## EXCERTO DO TEXTO
######
Como já levo uns aninhos disto, fui desenvolvendo estratégias- vou à frente, se possível. Se não, tomo um comprimido para o enjoo. Levo água, levo música, roupa leve, ar fresco. O calor ativa logo a náusea! Há alturas em que passo bem, mas há outras em que só de me sentar posso ficar enjoada. É aborrecido, mas é assim. Por isso, desde cedo aprendi ( pelo menos neste capítulo) a pedir o que preciso. E como não gosto nada da sensação, porque me ativa uma ansiedade que aumenta a náusea, faço o possível para a evitar. Pois claro! Mas há uma regra muito importante que aprendi, independentemente das estratégias do momento- manter um ponto fixo no horizonte.
Nestes meses de pandemia, tenho dado por mim várias vezes a dizer-me “mantém um ponto fixo no horizonte” e não relativo a transportes. Ando mais de bicicleta, por isso não enjoo! Mas de autocarro, a máscara ativa aquele “calor” que por norma trás o receio da náusea…mas nem tem sido nestas ocasiões. Tem sido mesmo no dia-a-dia, aliás, a cada mensagem de Estado sobre a nossa situação. Cada renovação de Emergência, Calamidade ou o que for, dou por mim a tentar regular a minha agitação interior com este “mantra”. E fez-me pensar.
Sem dúvida que além de todos os desafios que a vida nos coloca a toda a hora, este representa uma escala que aumenta tudo o que já houver na base. Se nos apanha numa fase serena, sem nos faltarem coisas básicas (um teto, afeto, algum dinheiro, emprego, família, saúde, etc.), talvez consigamos até usar a criatividade ou mudar os nossos hábitos para melhor. Mas não estamos todos no mesmo pé. E caso uma das “bases” esteja comprometida, o que pode influenciar e agitar é mais imprevisível.
######
## DADOS FORNECIDOS
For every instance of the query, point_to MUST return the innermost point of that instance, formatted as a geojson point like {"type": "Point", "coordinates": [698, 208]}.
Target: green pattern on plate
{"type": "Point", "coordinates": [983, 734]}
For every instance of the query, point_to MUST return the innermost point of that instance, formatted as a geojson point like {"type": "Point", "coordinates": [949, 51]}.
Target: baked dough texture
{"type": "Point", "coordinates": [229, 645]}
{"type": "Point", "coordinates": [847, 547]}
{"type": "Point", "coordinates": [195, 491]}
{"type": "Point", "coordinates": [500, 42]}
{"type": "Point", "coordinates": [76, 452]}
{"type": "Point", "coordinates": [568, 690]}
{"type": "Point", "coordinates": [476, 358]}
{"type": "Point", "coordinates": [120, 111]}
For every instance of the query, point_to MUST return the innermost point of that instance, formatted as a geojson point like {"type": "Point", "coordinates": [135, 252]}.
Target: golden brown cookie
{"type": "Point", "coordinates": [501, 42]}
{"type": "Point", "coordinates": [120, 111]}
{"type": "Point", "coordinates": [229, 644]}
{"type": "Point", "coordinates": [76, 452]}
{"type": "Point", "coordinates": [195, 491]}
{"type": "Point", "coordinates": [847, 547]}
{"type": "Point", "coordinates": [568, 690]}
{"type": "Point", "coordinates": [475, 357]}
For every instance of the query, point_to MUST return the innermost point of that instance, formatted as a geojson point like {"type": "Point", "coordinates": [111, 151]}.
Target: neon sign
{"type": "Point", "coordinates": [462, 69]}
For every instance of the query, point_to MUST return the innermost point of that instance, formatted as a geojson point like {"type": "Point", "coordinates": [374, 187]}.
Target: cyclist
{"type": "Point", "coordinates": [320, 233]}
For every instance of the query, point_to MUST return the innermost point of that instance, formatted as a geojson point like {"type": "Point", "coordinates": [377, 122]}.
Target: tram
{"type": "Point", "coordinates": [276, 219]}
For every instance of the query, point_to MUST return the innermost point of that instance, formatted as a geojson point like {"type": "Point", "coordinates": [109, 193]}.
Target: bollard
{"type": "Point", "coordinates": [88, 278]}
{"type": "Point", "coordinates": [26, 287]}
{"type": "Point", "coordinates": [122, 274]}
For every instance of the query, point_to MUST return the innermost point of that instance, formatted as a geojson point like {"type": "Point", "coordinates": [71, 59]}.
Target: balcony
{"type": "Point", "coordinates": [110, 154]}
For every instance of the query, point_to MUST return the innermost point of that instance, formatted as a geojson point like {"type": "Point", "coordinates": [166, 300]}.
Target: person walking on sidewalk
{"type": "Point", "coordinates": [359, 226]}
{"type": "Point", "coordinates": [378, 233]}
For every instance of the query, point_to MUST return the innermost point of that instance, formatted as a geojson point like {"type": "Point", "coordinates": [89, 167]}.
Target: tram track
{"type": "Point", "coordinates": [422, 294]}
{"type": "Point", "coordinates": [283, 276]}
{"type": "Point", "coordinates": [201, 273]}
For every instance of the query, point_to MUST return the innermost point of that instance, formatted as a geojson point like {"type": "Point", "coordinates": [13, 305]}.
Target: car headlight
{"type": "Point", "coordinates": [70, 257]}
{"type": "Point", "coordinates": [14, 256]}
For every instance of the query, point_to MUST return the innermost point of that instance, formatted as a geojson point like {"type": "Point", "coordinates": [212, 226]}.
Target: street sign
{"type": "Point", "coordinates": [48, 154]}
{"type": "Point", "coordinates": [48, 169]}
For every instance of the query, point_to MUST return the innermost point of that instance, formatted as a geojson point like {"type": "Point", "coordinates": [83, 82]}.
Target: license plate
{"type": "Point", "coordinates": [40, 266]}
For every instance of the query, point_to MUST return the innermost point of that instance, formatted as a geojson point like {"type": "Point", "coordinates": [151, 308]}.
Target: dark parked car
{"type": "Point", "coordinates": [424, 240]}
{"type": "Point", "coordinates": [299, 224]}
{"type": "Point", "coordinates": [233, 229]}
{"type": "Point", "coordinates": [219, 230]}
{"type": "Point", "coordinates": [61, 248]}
######
## O QUE SE PEDE
**a)** Diga se cada afirmação está de acordo com o texto sobre o enjoo e a pandemia, respondendo sim ou não e citando as palavras do texto que o decidem.
(i) O calor ajuda a aliviar a náusea.
(ii) Durante a pandemia, quem escreve passou a andar mais de bicicleta.
(iii) O texto afirma que todos estão no mesmo pé perante a pandemia.
**b)** Responda com base no texto sobre o enjoo e a pandemia:
(i) Que regra importante foi aprendida, independentemente das estratégias do momento?
(ii) Em que meio de transporte a máscara ativa aquele "calor"?
(iii) Que coisas básicas são indicadas entre parênteses?
**c)** Prossiga o texto sobre o enjoo e a pandemia a partir do ponto em que termina.
Não é preciso recorrer aos dados para resolver as tarefas.

## RESPOSTAS
**a)**
(i) Não: "O calor ativa logo a náusea!"
(ii) Sim: "Ando mais de bicicleta, por isso não enjoo!"
(iii) Não: "Mas não estamos todos no mesmo pé."

**b)**
(i) Manter um ponto fixo no horizonte.
(ii) No autocarro.
(iii) Um teto, afeto, algum dinheiro, emprego, família, saúde.

**c)**
Como se lida com algo desta dimensão, que afeta todos e que está a durar tanto tempo? Sinto-me grata por não ter termo de comparação, porque isso significa que nunca estive perante algo tão grande. Há países que durante a minha vida já passaram por mais do que uma guerra ou atentados ou algum fator de instabilidade de forma duradoura. Nós em Portugal, apesar das instabilidades económicas e de algumas demoras no desenvolvimento, temos tido paz.
A pandemia trouxe consigo a sensação de “ameaça” permanente, em várias dimensões. Sobre o vírus, não posso opinar- deixo com quem sabe essa tarefa. Mas sei que uma situação prolongada no tempo que toca nas nossas estruturas de sobrevivência pode despoletar reações desajustadas, trauma, desconexão, aumento de patologia, aumento da sensação de insegurança, desconfiança, isolamento.
A comunicação ambivalente obriga a ir buscar coerência de outro modo: escolho o que ouço ou o que vejo? A incoerência surge quando o que é dito e as ações não batem certo, não fazem sentido. E isso gera desconfiança e insegurança. E talvez, no momento em que escrevo, este aspeto me preocupe mais do que o vírus em si. Porque para se implementarem boas práticas elas têm que ser coerentes, fazer sentido. E neste momento, ninguém parece conseguir olhar o horizonte de forma a trazer esse sentimento.
Daí, de novo, o mantra ” mantém um ponto fixo no horizonte” tem feito tanto sentido. A questão que talvez se imponha é “que horizonte?”. Considero que é algo que cada um de nós tem que escolher- pode ser o foco na rotina, nos recursos, na consciência da necessidade e no pedido da mesma, na relação… o horizonte não tem que ser o futuro, o amanhã. Talvez seja só o “hoje”. O que me ajuda a sentir equilibrada hoje? Pode ser conversar com alguém ou estar um pouco sozinha. Pode ser tirar um dia livre, escrever, ler, cozinhar, limpar ou organizar. Algo que gere um sentimento de controlo no aqui e agora. Sentimento de chão firme por baixo dos pés, de verticalidade.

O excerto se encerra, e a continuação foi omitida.